Work required - How many lines in the records below contain the word "yellow"? Reply with the number alone.

═══ Extracted entries

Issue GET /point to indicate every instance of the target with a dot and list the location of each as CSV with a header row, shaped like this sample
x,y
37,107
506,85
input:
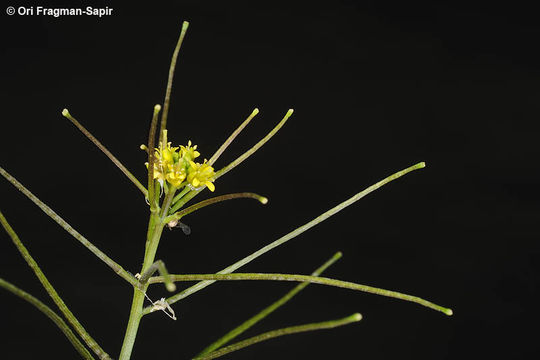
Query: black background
x,y
376,87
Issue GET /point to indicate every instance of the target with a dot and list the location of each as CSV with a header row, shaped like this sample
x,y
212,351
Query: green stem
x,y
190,195
180,195
185,25
106,151
267,311
51,315
231,138
152,198
92,344
256,147
159,266
201,285
280,332
47,210
214,200
304,278
155,228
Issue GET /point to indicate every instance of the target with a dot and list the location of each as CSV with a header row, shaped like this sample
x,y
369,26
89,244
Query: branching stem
x,y
305,278
280,332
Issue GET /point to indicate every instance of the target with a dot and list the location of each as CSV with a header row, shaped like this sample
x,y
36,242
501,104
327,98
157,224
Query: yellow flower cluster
x,y
176,165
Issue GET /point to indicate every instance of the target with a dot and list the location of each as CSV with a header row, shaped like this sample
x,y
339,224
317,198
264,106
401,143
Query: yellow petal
x,y
210,186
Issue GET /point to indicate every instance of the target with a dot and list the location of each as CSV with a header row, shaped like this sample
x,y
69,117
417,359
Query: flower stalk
x,y
280,332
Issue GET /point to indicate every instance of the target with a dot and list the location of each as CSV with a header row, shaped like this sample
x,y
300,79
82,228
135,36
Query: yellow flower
x,y
201,174
176,165
189,152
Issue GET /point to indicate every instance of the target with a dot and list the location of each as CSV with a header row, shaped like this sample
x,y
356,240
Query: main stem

══════

Problem solution - 3